- Problem details -
Output as a JSON list of strings, one string per line, the part of the listing that opens with the line containing "find the glass" and closes with the line containing "[340, 187, 361, 229]", both included. Leave out any blank lines.

[Begin Material for the task]

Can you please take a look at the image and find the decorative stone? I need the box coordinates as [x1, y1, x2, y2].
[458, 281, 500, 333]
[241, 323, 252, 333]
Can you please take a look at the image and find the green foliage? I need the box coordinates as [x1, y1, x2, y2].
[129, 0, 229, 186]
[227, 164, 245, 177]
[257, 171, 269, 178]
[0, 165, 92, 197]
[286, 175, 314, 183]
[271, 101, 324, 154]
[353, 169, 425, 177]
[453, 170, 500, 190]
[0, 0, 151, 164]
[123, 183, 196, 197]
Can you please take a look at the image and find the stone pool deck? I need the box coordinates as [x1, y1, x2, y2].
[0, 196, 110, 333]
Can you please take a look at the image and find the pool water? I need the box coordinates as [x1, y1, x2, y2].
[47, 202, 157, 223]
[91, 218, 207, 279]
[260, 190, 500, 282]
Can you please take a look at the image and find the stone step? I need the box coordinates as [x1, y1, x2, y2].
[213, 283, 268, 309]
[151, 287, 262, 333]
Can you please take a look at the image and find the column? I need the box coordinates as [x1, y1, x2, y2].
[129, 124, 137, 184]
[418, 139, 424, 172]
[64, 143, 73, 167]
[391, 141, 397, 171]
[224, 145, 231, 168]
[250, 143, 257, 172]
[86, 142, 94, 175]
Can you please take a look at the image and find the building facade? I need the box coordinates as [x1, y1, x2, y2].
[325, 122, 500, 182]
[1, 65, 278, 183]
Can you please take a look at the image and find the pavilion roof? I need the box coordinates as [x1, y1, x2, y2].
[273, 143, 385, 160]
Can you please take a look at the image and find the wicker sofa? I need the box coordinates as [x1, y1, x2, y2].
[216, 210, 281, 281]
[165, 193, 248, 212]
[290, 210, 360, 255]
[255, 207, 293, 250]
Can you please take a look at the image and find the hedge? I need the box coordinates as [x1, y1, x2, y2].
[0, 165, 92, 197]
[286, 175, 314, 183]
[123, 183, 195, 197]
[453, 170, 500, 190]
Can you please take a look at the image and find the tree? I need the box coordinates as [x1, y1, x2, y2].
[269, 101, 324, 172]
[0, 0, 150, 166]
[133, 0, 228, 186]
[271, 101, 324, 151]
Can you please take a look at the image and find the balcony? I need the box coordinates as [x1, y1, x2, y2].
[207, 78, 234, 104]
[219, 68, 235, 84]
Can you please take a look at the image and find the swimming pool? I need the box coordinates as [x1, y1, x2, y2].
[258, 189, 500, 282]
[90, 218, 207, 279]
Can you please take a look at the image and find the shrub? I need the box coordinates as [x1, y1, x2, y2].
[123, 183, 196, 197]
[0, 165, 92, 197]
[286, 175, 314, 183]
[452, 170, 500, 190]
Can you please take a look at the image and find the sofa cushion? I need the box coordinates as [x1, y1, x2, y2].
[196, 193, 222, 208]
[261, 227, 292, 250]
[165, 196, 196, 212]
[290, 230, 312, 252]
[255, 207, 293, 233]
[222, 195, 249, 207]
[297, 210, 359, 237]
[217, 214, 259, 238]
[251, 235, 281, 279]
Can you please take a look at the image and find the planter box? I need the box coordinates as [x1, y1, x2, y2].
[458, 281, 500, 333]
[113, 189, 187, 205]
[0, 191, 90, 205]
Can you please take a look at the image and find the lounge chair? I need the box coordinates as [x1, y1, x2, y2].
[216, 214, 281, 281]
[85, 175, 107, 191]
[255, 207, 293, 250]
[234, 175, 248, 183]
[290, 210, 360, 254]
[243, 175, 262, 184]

[End Material for the task]
[Begin Material for the task]

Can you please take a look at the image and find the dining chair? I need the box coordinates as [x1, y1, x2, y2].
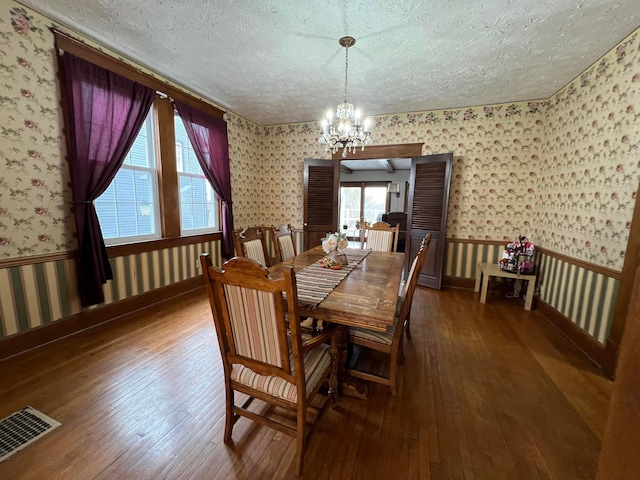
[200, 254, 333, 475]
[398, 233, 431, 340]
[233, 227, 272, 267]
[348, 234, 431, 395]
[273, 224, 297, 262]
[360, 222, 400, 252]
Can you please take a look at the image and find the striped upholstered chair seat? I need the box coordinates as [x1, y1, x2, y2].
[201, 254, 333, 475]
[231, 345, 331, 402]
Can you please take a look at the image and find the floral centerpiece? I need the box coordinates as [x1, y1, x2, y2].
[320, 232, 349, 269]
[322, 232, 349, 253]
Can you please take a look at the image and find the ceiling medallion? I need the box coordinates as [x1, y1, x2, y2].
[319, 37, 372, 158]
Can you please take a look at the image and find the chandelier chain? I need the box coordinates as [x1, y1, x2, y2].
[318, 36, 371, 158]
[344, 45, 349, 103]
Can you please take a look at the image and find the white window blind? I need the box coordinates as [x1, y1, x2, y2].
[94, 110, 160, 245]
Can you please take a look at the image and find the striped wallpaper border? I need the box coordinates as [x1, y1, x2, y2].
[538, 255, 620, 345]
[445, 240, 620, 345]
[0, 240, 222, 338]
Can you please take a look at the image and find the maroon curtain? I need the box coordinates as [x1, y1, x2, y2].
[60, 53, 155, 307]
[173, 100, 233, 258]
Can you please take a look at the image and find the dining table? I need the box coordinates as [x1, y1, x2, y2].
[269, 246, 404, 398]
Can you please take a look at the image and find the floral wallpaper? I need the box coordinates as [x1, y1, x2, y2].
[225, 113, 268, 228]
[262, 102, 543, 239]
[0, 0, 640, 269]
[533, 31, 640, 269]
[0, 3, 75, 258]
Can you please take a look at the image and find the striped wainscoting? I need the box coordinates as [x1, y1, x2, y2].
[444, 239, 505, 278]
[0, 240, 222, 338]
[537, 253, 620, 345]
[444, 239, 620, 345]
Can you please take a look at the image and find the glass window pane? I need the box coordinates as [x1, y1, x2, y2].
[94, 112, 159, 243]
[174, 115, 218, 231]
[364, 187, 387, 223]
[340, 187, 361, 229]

[End Material for the task]
[Begin Material for the task]

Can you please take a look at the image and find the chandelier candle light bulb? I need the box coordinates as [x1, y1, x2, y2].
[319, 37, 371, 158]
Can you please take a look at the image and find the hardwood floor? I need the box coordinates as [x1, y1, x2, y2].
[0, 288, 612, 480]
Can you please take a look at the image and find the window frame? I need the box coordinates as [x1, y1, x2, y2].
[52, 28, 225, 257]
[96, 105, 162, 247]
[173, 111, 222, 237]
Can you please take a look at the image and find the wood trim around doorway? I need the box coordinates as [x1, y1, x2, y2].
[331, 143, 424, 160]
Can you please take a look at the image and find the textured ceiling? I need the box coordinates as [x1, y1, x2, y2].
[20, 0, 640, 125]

[End Material for the task]

- Correct result -
[
  "Can you please take a look at the image and find the glass window pane? I need the box coordinates as [x1, y1, x2, y2].",
  "[94, 112, 159, 243]",
  "[174, 115, 218, 231]",
  "[364, 187, 387, 223]",
  "[340, 187, 361, 229]"
]